▶ EXERCISE
Below is a block of entries; repeat exactly the lines starting at the line that contains "Drop a point on each instance of the elmex" and ending at the line that contains "Drop a point on each instance of the orange", both included.

______

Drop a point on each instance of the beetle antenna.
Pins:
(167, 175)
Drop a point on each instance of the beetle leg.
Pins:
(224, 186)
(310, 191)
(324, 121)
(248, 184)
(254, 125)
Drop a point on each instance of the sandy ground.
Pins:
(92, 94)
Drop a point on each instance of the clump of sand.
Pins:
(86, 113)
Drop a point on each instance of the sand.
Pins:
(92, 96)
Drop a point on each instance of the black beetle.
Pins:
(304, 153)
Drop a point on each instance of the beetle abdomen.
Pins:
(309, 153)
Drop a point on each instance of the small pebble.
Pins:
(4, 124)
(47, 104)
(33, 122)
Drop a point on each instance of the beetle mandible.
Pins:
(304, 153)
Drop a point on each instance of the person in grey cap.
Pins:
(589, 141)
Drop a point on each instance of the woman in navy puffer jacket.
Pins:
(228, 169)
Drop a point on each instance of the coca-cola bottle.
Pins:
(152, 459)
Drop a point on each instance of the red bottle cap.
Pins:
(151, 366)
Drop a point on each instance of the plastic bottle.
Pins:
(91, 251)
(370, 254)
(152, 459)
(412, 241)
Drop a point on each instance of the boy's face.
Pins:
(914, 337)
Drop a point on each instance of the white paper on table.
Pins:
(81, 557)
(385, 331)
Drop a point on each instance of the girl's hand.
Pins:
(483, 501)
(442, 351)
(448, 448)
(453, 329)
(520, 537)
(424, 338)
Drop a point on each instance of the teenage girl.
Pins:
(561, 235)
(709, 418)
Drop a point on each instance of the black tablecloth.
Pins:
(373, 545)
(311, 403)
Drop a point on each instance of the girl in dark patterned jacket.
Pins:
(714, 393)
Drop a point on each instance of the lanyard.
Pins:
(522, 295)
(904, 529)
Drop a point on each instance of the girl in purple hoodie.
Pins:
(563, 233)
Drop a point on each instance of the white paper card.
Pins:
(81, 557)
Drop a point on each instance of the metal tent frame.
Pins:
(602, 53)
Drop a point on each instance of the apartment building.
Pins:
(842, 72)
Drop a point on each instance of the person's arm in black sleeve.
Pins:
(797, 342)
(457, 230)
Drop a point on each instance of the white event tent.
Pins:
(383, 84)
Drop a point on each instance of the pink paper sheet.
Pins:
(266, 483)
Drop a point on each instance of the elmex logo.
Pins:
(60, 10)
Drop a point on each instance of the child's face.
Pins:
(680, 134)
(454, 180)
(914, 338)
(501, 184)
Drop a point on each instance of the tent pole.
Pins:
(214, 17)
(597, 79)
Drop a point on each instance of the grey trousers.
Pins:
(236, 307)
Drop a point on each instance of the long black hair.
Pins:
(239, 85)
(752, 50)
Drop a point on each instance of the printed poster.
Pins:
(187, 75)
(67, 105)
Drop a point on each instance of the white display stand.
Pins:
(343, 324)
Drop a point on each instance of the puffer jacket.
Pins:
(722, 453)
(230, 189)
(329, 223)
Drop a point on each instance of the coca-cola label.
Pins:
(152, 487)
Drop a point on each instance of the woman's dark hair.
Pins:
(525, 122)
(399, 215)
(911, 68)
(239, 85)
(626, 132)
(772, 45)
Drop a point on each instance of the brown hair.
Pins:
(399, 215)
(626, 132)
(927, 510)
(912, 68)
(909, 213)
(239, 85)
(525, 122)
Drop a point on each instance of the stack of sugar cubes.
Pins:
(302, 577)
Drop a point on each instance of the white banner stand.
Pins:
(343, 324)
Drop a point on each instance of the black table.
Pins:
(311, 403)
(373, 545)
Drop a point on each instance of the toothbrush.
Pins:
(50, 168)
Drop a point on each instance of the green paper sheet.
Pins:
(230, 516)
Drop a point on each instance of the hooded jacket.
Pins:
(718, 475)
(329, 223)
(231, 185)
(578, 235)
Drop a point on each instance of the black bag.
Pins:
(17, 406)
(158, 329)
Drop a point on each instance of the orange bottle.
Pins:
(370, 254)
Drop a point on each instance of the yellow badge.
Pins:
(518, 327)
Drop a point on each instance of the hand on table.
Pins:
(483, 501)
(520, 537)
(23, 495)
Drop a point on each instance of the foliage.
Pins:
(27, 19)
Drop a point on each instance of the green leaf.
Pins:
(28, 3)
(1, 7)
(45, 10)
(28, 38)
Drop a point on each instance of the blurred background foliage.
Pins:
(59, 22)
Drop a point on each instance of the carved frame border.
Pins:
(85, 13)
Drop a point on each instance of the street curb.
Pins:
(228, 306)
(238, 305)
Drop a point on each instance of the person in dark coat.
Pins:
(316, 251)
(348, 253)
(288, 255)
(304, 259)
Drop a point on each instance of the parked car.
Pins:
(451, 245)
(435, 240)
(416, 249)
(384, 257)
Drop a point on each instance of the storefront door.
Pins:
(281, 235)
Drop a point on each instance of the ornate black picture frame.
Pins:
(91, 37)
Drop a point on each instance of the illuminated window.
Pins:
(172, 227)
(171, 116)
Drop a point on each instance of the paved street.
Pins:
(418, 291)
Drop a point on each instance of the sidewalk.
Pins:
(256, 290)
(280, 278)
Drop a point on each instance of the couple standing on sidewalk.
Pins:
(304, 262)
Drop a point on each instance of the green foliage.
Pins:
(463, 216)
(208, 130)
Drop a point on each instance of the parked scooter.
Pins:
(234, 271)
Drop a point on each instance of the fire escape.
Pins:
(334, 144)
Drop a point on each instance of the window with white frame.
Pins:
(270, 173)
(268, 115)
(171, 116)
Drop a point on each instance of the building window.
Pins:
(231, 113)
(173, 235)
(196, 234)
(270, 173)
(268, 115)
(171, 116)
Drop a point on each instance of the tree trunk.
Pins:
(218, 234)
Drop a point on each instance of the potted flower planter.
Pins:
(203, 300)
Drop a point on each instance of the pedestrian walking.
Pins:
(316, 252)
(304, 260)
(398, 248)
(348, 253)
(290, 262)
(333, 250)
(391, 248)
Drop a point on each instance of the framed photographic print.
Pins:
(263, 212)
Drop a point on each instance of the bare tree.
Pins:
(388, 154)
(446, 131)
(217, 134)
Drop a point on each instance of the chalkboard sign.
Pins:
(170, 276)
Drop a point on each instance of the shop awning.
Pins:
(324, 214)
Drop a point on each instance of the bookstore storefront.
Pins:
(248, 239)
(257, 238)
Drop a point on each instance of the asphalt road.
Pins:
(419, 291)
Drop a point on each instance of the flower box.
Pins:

______

▶ ANSWER AREA
Drop a point on each instance of the elmex logo.
Pins:
(60, 10)
Drop a point on each instance of the child's face.
Pins:
(680, 134)
(454, 180)
(914, 338)
(501, 184)
Drop a point on each instance of the tent pole.
Pins:
(214, 17)
(597, 79)
Drop a point on each instance of the grey trousers.
Pins:
(236, 307)
Drop a point on each instance of the long black hair.
Pins:
(239, 85)
(752, 50)
Drop a point on each instance of the printed poster.
Pins:
(187, 75)
(67, 105)
Drop a point on each instance of the white display stand.
Pins:
(343, 324)
Drop a point on each instance of the puffer jacket.
Pins:
(722, 453)
(230, 189)
(329, 223)
Drop a point on each instance of the coca-cola label.
Pins:
(152, 487)
Drop a point on each instance of the woman's dark hair.
Pins:
(525, 122)
(399, 215)
(911, 68)
(239, 85)
(626, 132)
(772, 45)
Drop a point on each instance of the brown hair.
Pins:
(399, 215)
(626, 132)
(927, 510)
(912, 68)
(909, 213)
(239, 85)
(525, 122)
Drop a point on each instance of the stack of sugar cubes.
Pins:
(302, 577)
Drop a point on each instance of the white banner stand.
Pins:
(343, 324)
Drop a point on each instance of the black table.
Pins:
(311, 403)
(373, 545)
Drop a point on each instance of the toothbrush.
Pins:
(50, 168)
Drop a point on each instance of the green paper sheet.
Pins:
(230, 516)
Drop a point on each instance of the hooded jacket.
Pins:
(718, 475)
(329, 223)
(231, 185)
(578, 235)
Drop a point on each instance of the black bag.
Pins:
(17, 406)
(158, 329)
Drop a point on each instance of the orange bottle.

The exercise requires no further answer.